» **Exercise passage**:
"""
February is American Heart Month, which reminds us to consider our heart care and self-care. Caregivers in San Diego who provide home care solutions for seniors should take this opportunity to consider risk factors for heart disease. Heart disease is the number one cause of death in the United States and has been for the last 95 years. Many of the diseases in the heart disease ‘family’ share risk factors, and high cholesterol is one of the most common. Cholesterol impacts heart health progressively, so it’s appropriate for anyone receiving in home care in San Diego and their companion to know the role of cholesterol in senior heart health.

What is Cholesterol?

The body naturally produces two kinds of cholesterol, one of which is high-density lipoprotein (HDL), a fat that travels around the body in the blood to the places it’s needed. The other, low-density lipoprotein (LDL), tends to get stuck in the arteries, damaging the artery walls and provoking clean-up attempts from white blood cells. The resulting debris hardens into plaque and progressively blocks the proper flow of blood. The body’s natural defenses repeatedly try to clear the blockage and repair the damage. If successful, these efforts release a clot of hard gunk that flows to the heart or brain, causing a heart attack or stroke. If unsuccessful, the blockage continues to impede bloodflow. According to WebMD, “As your cholesterol level gets higher, so does the likelihood that more plaques will form. The link between cholesterol and life-threatening events makes treating high cholesterol a priority.” The appropriate levels of cholesterol are based on your total cholesterol, HDL, LDL and triglycerides levels, which a cholesterol test will reveal.
"""
» **Source information**:
"""
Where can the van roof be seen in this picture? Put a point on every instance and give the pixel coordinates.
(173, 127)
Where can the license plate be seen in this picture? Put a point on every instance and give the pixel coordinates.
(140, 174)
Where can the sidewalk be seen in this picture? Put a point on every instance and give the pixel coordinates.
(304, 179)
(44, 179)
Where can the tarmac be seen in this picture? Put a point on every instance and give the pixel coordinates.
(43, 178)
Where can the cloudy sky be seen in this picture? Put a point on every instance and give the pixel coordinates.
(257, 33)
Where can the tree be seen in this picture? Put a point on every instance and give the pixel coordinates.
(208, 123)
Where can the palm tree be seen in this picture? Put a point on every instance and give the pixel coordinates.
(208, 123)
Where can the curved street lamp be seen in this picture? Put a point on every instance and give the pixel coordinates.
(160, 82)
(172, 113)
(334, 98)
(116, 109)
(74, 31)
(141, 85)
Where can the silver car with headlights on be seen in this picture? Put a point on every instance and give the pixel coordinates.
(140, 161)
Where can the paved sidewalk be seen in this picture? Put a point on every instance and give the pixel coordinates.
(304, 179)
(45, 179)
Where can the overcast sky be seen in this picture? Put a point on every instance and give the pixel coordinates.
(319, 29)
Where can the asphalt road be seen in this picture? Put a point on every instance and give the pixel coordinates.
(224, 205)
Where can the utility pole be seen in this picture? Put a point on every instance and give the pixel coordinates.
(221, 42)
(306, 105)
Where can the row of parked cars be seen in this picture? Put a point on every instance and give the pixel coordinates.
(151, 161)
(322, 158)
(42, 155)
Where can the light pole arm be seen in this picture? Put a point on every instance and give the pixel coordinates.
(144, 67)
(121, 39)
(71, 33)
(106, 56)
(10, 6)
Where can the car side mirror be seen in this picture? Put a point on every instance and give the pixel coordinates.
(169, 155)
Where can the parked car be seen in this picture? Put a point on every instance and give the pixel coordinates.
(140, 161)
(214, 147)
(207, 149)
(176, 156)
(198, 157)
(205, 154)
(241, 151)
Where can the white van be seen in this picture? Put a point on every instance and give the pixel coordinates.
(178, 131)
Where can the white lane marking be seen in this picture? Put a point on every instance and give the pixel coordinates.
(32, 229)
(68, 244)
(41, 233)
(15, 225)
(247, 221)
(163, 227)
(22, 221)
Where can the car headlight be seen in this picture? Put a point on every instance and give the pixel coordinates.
"""
» **Problems to work on**:
[a] In the cholesterol article, quote the stretch from "February is American" through "senior heart health.".
[b] Using the cholesterol article, decide whether each statement agrees with it. Answer yes or no, and quote the words that decide it. (i) Heart disease has been the leading cause of death in the United States for the last 95 years. (ii) LDL travels around the body in the blood to the places it's needed. (iii) A cholesterol test reveals total cholesterol, HDL, LDL and triglycerides levels.

» **Answers provided**:
[a]
February is American Heart Month, which reminds us to consider our heart care and self-care. Caregivers in San Diego who provide home care solutions for seniors should take this opportunity to consider risk factors for heart disease. Heart disease is the number one cause of death in the United States and has been for the last 95 years. Many of the diseases in the heart disease ‘family’ share risk factors, and high cholesterol is one of the most common. Cholesterol impacts heart health progressively, so it’s appropriate for anyone receiving in home care in San Diego and their companion to know the role of cholesterol in senior heart health.

[b]
(i) Yes: "Heart disease is the number one cause of death in the United States and has been for the last 95 years."
(ii) No: "The other, low-density lipoprotein (LDL), tends to get stuck in the arteries, damaging the artery walls and provoking clean-up attempts from white blood cells."
(iii) Yes: "The appropriate levels of cholesterol are based on your total cholesterol, HDL, LDL and triglycerides levels, which a cholesterol test will reveal."